··· PROVIDED INFORMATION
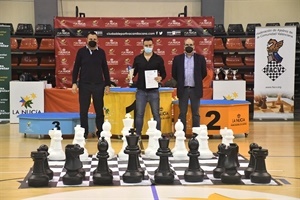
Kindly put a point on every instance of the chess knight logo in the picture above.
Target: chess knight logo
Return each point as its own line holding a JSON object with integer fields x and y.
{"x": 274, "y": 69}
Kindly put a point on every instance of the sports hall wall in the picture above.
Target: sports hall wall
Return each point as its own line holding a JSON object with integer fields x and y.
{"x": 236, "y": 11}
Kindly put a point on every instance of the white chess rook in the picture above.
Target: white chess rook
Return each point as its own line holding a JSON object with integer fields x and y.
{"x": 57, "y": 152}
{"x": 179, "y": 151}
{"x": 106, "y": 133}
{"x": 80, "y": 140}
{"x": 127, "y": 125}
{"x": 150, "y": 151}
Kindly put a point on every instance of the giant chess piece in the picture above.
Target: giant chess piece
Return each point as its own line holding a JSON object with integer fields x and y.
{"x": 75, "y": 174}
{"x": 251, "y": 164}
{"x": 48, "y": 171}
{"x": 107, "y": 135}
{"x": 57, "y": 152}
{"x": 150, "y": 151}
{"x": 164, "y": 174}
{"x": 80, "y": 140}
{"x": 194, "y": 173}
{"x": 260, "y": 174}
{"x": 221, "y": 158}
{"x": 231, "y": 165}
{"x": 38, "y": 178}
{"x": 127, "y": 125}
{"x": 134, "y": 173}
{"x": 179, "y": 151}
{"x": 102, "y": 174}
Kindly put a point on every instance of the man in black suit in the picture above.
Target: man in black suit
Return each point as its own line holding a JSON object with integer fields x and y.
{"x": 189, "y": 69}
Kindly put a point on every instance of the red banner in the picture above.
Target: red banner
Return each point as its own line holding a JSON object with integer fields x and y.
{"x": 121, "y": 38}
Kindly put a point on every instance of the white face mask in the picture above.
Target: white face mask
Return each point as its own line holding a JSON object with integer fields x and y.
{"x": 148, "y": 49}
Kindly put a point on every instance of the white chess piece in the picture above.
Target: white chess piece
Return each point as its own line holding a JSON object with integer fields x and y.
{"x": 106, "y": 133}
{"x": 80, "y": 140}
{"x": 179, "y": 151}
{"x": 57, "y": 152}
{"x": 150, "y": 151}
{"x": 228, "y": 137}
{"x": 128, "y": 123}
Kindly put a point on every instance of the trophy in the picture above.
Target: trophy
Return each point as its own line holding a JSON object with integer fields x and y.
{"x": 226, "y": 72}
{"x": 217, "y": 72}
{"x": 234, "y": 72}
{"x": 130, "y": 75}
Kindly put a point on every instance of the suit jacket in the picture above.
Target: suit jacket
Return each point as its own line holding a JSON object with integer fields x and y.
{"x": 200, "y": 73}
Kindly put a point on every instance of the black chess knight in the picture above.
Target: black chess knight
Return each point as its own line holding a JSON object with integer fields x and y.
{"x": 194, "y": 173}
{"x": 48, "y": 171}
{"x": 102, "y": 174}
{"x": 260, "y": 174}
{"x": 231, "y": 165}
{"x": 38, "y": 178}
{"x": 134, "y": 173}
{"x": 75, "y": 174}
{"x": 164, "y": 174}
{"x": 251, "y": 164}
{"x": 221, "y": 158}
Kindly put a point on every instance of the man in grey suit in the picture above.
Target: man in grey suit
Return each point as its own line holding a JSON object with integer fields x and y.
{"x": 189, "y": 69}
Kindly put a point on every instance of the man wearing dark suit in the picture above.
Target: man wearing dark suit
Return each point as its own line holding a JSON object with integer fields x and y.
{"x": 189, "y": 69}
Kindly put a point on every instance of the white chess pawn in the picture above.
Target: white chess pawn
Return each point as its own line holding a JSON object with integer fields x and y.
{"x": 57, "y": 152}
{"x": 152, "y": 132}
{"x": 80, "y": 140}
{"x": 107, "y": 135}
{"x": 179, "y": 151}
{"x": 128, "y": 123}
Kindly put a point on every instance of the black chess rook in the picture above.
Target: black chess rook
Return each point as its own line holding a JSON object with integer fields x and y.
{"x": 164, "y": 174}
{"x": 75, "y": 174}
{"x": 48, "y": 171}
{"x": 221, "y": 158}
{"x": 251, "y": 164}
{"x": 194, "y": 173}
{"x": 231, "y": 165}
{"x": 134, "y": 173}
{"x": 38, "y": 178}
{"x": 260, "y": 174}
{"x": 102, "y": 174}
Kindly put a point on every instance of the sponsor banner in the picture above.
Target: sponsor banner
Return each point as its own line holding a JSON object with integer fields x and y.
{"x": 274, "y": 72}
{"x": 5, "y": 71}
{"x": 25, "y": 98}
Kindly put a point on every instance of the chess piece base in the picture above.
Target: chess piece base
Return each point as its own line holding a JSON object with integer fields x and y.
{"x": 102, "y": 178}
{"x": 132, "y": 177}
{"x": 38, "y": 180}
{"x": 193, "y": 176}
{"x": 74, "y": 178}
{"x": 260, "y": 177}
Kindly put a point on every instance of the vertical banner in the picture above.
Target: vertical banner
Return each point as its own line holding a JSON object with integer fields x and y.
{"x": 274, "y": 72}
{"x": 5, "y": 72}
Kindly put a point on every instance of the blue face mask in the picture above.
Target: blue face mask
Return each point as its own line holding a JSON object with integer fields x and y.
{"x": 148, "y": 49}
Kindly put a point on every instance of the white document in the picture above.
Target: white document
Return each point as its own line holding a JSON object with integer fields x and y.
{"x": 150, "y": 76}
······
- _EXERCISE DETAILS_:
In your copy of the listing above, reproduce each line exactly and omit all pictures.

- _CORRECT RESPONSE_:
Kindly put a point on every instance of the chess knight logo in the picture above.
Target: chess knight logo
Return each point as its own line holding a JSON object with integer fields x and y.
{"x": 274, "y": 69}
Kindly put a point on every instance of the sports hall wall in the picture above.
Target: sports hall wall
Return each point as its own line holding a JSON object with integer fields x and y.
{"x": 236, "y": 11}
Kindly put a point on every instance of the white chess rook in the picture above.
Target: white chess rook
Return each point as its own line holding a JSON object with integer fields x and y.
{"x": 57, "y": 152}
{"x": 179, "y": 151}
{"x": 106, "y": 133}
{"x": 80, "y": 140}
{"x": 127, "y": 125}
{"x": 150, "y": 151}
Kindly put a point on every instance of the giant chess piece in the picture above.
Target: giant chess piece
Return each point as its own line holding a JSON object with integer fields x and y.
{"x": 75, "y": 174}
{"x": 251, "y": 164}
{"x": 48, "y": 171}
{"x": 107, "y": 135}
{"x": 57, "y": 152}
{"x": 150, "y": 151}
{"x": 164, "y": 174}
{"x": 80, "y": 140}
{"x": 194, "y": 173}
{"x": 260, "y": 174}
{"x": 221, "y": 158}
{"x": 231, "y": 165}
{"x": 38, "y": 178}
{"x": 127, "y": 125}
{"x": 134, "y": 173}
{"x": 179, "y": 151}
{"x": 102, "y": 174}
Kindly put a point on every instance of the man in black suit in the picture above.
Target: man in black suit
Return each point as its own line holding a JSON object with integer fields x and y.
{"x": 189, "y": 69}
Kindly put a point on every instance of the red banner in the picture above.
Target: red banner
Return each point as its own line holding a JSON object with integer fields x and y.
{"x": 121, "y": 38}
Kindly put a point on every instance of the white face mask in the picture above.
Target: white face mask
Return each point as its own line holding a JSON object with integer fields x and y.
{"x": 148, "y": 49}
Kindly put a point on every instance of the white chess piece in the picture above.
Target: white chess piece
Return each point as its own line holding a JSON object with integer fields x and y.
{"x": 106, "y": 133}
{"x": 80, "y": 140}
{"x": 179, "y": 151}
{"x": 57, "y": 152}
{"x": 150, "y": 151}
{"x": 228, "y": 137}
{"x": 128, "y": 123}
Kindly put a point on every instance of the trophy in the picture above.
Target: trophy
Return each point as its own line holding a JSON object with integer fields x and y.
{"x": 226, "y": 72}
{"x": 217, "y": 72}
{"x": 234, "y": 72}
{"x": 130, "y": 75}
Kindly put a point on every instance of the suit jacket in the picture above.
Target: suit jacket
Return each point as its own line holding a JSON object with integer fields x and y.
{"x": 200, "y": 73}
Kindly put a point on every instance of the black chess knight in the picture above.
Target: black chess knight
Return each point as its own line holding a JSON object with integer fields x and y.
{"x": 194, "y": 173}
{"x": 48, "y": 171}
{"x": 102, "y": 174}
{"x": 260, "y": 174}
{"x": 231, "y": 165}
{"x": 38, "y": 178}
{"x": 134, "y": 173}
{"x": 75, "y": 174}
{"x": 164, "y": 174}
{"x": 251, "y": 164}
{"x": 221, "y": 158}
Kindly put a point on every instance of the man in grey suit in the picture above.
Target: man in grey suit
Return each point as its own line holding a JSON object with integer fields x and y.
{"x": 189, "y": 69}
Kindly put a point on every instance of the man wearing dark suit in the picture above.
Target: man wearing dark suit
Return each point as its own line holding a JSON object with integer fields x and y.
{"x": 189, "y": 69}
Kindly put a point on every instance of the white chess pawn in the picture above.
Target: white chess pawn
Return each point as its own line holding a JSON object with integer fields x and y.
{"x": 57, "y": 152}
{"x": 152, "y": 132}
{"x": 80, "y": 140}
{"x": 107, "y": 135}
{"x": 179, "y": 151}
{"x": 128, "y": 123}
Kindly put a point on every instance of the black chess rook in the picture above.
Target: black chess rook
Return each point as its own line holding a JSON object with integer fields x and y.
{"x": 164, "y": 174}
{"x": 75, "y": 174}
{"x": 48, "y": 171}
{"x": 221, "y": 158}
{"x": 251, "y": 164}
{"x": 194, "y": 173}
{"x": 231, "y": 165}
{"x": 134, "y": 173}
{"x": 38, "y": 178}
{"x": 260, "y": 174}
{"x": 102, "y": 174}
Kindly put a point on every instance of the sponsor banner in the picture above.
Target: sponsor banner
Return each point as its own line holding a JSON object with integer fields x and y.
{"x": 274, "y": 72}
{"x": 5, "y": 71}
{"x": 25, "y": 98}
Kindly put a point on every instance of the chess piece base in the picture above.
Target: chess piece base
Return each point as its own line holding a JSON object with integer fields x and y.
{"x": 102, "y": 178}
{"x": 132, "y": 177}
{"x": 38, "y": 180}
{"x": 193, "y": 176}
{"x": 74, "y": 178}
{"x": 260, "y": 177}
Kindly put a point on every instance of the vertical banner in the picture above.
Target: vertical banner
Return each point as its own line holding a JSON object with integer fields x and y.
{"x": 274, "y": 72}
{"x": 5, "y": 72}
Kindly put a point on every instance of the blue face mask in the picture above.
Target: blue face mask
Return each point as its own line holding a JSON object with integer fields x and y.
{"x": 148, "y": 49}
Kindly put a point on every instance of the white document in the picture above.
Target: white document
Return each point as its own line holding a JSON object with integer fields x and y.
{"x": 150, "y": 76}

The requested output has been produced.